▶ **Problem statement**
Give back a single figure: the number of lines in the entries below that contain "race".

▶ **Records for the task**
--- START ---

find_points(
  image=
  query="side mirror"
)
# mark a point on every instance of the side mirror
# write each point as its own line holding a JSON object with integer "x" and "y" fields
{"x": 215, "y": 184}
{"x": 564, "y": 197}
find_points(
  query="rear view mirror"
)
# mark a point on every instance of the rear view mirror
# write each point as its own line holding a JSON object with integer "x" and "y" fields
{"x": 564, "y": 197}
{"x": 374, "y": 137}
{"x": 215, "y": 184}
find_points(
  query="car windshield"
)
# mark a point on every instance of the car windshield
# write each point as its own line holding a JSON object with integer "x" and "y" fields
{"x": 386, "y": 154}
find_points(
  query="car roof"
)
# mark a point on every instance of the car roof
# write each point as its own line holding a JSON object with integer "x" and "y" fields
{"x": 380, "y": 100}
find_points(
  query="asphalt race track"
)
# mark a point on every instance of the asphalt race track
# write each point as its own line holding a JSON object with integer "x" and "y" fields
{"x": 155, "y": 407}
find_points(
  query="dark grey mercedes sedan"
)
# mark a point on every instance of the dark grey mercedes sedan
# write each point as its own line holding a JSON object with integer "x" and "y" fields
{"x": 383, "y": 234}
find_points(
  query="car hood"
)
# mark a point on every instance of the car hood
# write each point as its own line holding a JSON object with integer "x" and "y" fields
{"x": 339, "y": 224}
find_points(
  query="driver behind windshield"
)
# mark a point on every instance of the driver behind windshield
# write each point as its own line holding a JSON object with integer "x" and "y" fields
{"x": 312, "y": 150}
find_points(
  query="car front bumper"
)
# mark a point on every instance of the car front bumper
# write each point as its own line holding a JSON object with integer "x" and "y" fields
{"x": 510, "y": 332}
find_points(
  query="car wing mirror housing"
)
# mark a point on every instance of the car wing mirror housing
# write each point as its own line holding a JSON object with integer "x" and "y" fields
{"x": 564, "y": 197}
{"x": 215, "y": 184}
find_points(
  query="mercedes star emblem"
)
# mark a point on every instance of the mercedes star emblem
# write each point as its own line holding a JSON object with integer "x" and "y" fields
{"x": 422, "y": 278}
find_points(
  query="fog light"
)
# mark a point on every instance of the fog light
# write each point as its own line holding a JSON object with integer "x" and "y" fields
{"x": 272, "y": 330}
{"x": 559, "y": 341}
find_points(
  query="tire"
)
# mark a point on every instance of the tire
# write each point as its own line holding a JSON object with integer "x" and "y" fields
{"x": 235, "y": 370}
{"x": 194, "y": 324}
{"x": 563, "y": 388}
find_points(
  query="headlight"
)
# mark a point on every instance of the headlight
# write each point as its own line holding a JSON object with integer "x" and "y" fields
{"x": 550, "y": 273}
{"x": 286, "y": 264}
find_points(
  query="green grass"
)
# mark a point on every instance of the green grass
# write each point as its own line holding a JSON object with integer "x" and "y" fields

--- END ---

▶ **Solution to the problem**
2